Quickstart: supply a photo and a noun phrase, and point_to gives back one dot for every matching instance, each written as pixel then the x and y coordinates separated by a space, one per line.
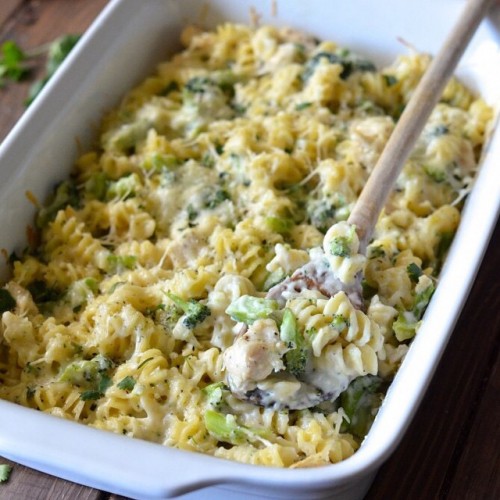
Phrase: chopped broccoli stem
pixel 92 375
pixel 215 198
pixel 273 279
pixel 281 225
pixel 361 401
pixel 194 311
pixel 123 188
pixel 97 185
pixel 407 322
pixel 167 317
pixel 414 272
pixel 116 264
pixel 248 309
pixel 216 395
pixel 340 246
pixel 296 358
pixel 225 428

········

Output each line above exactly as it stands, omitting the pictures.

Quickstart: supply a photo and a noun phrase, and point_to gives back one dot for every matching instance, each written as pixel then the x and y coordinates separated by a space, one per line.
Phrase: chopped broccoli stem
pixel 92 375
pixel 215 198
pixel 273 279
pixel 281 225
pixel 361 401
pixel 194 311
pixel 123 188
pixel 97 185
pixel 407 322
pixel 167 317
pixel 414 272
pixel 116 264
pixel 248 309
pixel 216 395
pixel 340 246
pixel 296 358
pixel 225 428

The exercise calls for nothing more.